[BZOJ1618][Usaco2008 Nov]Buying Hay 购买干草

1618: [Usaco2008 Nov]Buying Hay 购买干草

Time Limit: 5 Sec  Memory Limit: 64 MB Submit: 1224  Solved: 639 [Submit][Status][Discuss]

Description

约翰的干草库存已经告罄,他打算为奶牛们采购H(1≤H≤50000)磅干草,他知道N(1≤N≤100)个干草公司,现在用1到

N给它们编号。第i个公司卖的干草包重量为Pi(1≤Pi≤5000)磅,需要的开销为Ci(l≤Ci≤5000)美元．每个干草公

司的货源都十分充足,可以卖出无限多的干草包．    帮助约翰找到最小的开销来满足需要,即采购到至少H磅干草

．

Input

第1行输入N和H，之后N行每行输入一个Pi和Ci．

Output

最小的开销．

Sample Input

2 15
3 2
5 3

Sample Output

9
FJ can buy three packages from the second supplier for a total cost of 9.

给定条目
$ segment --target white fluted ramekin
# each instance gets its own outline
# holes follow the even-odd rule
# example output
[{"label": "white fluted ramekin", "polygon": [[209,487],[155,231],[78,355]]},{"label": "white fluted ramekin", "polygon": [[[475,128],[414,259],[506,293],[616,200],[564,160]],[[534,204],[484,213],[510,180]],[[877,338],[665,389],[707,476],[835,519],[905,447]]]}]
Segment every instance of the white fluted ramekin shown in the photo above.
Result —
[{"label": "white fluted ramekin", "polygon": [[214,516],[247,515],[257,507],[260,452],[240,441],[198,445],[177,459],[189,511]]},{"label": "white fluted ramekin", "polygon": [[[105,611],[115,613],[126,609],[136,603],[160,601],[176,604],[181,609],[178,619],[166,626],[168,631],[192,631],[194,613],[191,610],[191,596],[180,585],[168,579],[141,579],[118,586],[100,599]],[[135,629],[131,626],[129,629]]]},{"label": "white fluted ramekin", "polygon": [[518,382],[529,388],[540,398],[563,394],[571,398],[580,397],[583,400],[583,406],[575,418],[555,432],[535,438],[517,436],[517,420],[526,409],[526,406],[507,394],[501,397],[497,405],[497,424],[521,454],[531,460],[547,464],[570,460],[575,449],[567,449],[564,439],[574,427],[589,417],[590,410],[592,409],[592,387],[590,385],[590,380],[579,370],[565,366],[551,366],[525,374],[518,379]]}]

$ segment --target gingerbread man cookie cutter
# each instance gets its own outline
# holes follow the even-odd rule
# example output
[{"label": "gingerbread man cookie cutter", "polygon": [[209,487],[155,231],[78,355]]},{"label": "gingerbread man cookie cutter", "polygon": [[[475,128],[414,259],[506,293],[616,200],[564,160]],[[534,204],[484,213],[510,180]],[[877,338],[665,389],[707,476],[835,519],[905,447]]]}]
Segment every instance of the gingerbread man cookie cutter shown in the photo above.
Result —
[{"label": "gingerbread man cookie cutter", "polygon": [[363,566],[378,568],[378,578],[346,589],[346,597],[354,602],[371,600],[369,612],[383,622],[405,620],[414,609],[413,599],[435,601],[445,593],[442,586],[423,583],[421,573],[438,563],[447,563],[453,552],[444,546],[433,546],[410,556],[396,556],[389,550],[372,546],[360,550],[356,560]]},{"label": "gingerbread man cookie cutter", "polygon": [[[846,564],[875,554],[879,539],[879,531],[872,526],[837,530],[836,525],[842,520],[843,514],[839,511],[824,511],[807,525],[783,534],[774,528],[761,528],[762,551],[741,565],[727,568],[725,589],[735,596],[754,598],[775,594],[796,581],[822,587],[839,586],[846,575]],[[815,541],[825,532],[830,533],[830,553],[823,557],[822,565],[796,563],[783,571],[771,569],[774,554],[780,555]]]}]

练习题
a – 请根据上面的干草采购题面，用一到三句话说明样例输出为什么是9。
b – 筛选出上面条目中所有含有字符串"target"的行，大小写须完全一致。

各题解答
a – 按照题面中的说明，约翰可以从第二家公司购买三包干草，总开销正好是9美元。每包重5磅，三包共15磅，满足至少15磅的需求。

b –
$ segment --target white fluted ramekin
$ segment --target gingerbread man cookie cutter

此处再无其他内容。